▶ [What is expected]: Please count the lines in the data below that hold "shadow" and answer with the number by itself.

Collected data entries
##########
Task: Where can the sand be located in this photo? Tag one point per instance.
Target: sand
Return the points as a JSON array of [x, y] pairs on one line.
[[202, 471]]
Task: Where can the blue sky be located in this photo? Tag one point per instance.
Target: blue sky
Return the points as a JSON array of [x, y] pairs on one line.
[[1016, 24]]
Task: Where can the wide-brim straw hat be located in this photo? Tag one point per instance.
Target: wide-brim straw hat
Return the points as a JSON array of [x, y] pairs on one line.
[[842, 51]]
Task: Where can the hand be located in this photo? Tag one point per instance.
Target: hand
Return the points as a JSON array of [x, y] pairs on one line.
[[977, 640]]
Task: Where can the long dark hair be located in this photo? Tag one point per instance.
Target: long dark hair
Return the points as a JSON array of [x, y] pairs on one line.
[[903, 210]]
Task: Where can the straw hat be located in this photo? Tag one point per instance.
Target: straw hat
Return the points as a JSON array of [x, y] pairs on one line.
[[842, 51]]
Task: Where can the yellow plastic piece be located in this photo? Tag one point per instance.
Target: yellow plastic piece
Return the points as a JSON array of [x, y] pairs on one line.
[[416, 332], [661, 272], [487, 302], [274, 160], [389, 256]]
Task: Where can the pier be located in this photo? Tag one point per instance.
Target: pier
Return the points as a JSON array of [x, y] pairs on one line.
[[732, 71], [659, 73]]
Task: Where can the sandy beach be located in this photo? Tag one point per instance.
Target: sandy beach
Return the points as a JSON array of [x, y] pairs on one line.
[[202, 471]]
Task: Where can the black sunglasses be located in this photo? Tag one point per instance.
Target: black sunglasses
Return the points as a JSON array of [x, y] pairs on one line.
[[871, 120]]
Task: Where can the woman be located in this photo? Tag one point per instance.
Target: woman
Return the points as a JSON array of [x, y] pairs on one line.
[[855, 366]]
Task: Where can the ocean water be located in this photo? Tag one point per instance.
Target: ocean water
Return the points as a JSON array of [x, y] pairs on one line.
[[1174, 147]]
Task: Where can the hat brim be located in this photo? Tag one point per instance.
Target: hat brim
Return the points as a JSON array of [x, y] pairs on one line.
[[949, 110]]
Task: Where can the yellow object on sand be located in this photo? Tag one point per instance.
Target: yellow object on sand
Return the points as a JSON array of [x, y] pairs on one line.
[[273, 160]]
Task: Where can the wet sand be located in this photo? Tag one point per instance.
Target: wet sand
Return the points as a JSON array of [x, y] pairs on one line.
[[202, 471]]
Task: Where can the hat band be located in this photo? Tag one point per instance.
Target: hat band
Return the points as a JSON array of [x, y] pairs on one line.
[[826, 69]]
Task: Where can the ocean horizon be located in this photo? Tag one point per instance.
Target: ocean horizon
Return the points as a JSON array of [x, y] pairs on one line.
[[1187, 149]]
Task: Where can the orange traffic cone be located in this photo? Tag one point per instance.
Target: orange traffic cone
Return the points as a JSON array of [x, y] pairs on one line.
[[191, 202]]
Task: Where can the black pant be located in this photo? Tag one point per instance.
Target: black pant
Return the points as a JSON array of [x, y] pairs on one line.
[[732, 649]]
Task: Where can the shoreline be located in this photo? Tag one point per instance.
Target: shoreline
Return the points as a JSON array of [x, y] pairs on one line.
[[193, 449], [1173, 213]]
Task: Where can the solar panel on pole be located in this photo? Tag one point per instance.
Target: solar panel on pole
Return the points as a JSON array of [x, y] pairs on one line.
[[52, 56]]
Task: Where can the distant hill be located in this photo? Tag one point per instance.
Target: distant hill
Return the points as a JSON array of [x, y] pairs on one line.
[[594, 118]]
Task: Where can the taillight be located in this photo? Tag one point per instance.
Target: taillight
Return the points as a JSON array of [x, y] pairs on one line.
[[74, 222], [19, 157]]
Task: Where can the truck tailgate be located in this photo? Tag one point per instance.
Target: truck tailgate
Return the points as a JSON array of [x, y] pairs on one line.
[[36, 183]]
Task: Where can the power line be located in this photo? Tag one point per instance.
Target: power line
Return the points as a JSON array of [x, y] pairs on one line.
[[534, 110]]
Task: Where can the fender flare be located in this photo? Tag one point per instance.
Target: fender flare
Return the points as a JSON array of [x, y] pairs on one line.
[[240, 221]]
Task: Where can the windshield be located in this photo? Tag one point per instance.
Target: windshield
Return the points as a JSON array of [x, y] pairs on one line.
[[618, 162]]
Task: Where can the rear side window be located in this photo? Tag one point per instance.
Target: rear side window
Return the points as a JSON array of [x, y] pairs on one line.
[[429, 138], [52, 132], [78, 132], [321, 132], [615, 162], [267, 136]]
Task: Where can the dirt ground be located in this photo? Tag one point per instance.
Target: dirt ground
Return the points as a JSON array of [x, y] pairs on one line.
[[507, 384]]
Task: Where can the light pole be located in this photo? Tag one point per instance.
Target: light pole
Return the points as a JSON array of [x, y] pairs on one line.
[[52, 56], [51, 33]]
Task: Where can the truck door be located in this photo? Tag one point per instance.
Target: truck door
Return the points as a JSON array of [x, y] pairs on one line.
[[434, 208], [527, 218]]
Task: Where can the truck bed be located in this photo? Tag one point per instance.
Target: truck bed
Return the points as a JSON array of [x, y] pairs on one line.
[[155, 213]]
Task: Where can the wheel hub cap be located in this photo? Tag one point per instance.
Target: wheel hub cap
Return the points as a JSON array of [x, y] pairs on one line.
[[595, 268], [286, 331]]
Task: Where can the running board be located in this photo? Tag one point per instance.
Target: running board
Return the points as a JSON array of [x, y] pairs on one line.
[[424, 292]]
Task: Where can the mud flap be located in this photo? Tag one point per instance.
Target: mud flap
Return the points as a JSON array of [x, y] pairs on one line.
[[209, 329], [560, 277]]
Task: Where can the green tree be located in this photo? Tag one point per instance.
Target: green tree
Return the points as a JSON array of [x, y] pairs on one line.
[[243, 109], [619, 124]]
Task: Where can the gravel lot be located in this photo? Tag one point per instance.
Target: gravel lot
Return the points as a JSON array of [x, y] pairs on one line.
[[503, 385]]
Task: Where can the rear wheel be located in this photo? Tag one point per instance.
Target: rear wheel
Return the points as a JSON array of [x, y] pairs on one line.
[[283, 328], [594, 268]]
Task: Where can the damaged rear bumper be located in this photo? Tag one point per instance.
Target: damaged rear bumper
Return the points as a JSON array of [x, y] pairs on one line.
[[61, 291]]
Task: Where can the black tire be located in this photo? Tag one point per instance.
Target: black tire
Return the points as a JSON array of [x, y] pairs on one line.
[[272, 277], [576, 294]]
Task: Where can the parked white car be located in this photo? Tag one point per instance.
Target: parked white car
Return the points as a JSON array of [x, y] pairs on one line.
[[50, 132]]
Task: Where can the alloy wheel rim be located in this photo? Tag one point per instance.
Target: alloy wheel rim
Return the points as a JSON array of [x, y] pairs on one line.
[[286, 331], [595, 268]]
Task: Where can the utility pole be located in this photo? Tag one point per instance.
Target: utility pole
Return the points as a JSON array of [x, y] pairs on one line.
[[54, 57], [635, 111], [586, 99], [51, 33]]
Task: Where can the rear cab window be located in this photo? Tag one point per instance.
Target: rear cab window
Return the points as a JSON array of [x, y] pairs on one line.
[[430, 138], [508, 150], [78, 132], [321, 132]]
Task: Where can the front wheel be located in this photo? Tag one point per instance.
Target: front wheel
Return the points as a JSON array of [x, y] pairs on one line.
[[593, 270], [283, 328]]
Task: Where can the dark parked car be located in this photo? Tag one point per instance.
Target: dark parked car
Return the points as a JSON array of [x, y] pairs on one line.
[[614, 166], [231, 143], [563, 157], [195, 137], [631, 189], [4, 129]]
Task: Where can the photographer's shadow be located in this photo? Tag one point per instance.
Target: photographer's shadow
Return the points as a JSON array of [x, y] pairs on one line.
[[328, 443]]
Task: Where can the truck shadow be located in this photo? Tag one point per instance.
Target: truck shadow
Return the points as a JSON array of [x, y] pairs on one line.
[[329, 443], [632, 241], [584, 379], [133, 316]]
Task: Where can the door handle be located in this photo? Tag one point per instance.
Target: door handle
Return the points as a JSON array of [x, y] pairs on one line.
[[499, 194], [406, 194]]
##########
▶ [Result for this exercise]: 4